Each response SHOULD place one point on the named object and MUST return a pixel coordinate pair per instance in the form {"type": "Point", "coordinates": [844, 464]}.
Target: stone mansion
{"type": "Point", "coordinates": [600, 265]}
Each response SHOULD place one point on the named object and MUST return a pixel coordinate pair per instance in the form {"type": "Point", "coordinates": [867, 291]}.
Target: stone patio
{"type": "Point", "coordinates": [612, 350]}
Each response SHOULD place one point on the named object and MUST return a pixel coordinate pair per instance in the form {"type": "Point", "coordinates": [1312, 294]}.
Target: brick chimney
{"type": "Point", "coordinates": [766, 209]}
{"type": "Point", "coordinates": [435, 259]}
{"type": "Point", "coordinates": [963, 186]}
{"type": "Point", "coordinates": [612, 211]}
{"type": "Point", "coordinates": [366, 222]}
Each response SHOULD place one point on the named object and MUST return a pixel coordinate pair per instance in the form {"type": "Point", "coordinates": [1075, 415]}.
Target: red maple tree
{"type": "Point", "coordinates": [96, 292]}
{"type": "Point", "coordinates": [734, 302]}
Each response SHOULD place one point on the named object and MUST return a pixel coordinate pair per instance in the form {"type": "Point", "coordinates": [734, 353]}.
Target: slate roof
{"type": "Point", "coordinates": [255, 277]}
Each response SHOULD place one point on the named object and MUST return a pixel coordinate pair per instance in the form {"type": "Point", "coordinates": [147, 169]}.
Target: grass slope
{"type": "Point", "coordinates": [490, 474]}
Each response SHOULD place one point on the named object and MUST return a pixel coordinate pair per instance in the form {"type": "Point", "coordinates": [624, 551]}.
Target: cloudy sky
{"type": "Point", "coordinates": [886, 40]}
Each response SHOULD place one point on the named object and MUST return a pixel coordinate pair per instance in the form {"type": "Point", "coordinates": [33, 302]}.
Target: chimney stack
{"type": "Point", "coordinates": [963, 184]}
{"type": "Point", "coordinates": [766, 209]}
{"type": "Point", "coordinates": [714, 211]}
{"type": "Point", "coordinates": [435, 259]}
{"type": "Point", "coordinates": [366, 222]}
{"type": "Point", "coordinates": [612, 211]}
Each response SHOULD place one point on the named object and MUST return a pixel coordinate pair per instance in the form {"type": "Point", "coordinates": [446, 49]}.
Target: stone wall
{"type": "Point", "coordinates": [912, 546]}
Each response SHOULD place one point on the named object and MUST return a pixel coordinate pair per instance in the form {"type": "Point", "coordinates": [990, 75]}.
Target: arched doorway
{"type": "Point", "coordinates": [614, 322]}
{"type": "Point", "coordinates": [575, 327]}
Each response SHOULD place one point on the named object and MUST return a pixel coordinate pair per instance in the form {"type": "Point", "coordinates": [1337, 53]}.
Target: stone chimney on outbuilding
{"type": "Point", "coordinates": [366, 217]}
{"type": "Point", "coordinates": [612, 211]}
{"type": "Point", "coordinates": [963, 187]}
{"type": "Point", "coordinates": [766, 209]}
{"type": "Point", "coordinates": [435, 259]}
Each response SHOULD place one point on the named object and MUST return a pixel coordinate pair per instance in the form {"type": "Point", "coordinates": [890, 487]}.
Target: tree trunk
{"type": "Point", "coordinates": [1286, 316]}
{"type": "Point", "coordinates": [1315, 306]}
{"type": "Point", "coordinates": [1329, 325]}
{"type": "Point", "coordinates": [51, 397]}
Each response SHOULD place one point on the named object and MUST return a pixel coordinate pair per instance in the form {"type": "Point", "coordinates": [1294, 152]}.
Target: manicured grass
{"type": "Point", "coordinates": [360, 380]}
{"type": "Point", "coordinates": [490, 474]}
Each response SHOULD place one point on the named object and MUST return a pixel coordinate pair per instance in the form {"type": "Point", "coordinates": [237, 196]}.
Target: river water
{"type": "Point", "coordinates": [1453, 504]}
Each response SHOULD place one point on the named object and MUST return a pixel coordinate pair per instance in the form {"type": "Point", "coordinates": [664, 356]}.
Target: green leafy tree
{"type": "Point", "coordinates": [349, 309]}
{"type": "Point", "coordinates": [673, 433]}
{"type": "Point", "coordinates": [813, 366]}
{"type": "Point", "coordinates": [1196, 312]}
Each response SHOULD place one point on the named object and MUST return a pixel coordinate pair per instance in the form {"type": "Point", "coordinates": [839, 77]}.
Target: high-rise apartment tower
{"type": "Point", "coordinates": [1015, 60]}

○ ○ ○ ○ ○

Given instruction: Identify every line of the items that contains the string "tree", and copy each of those lines. Case counts.

Expected answer:
Target: red maple tree
Target: tree trunk
Target: green leafy tree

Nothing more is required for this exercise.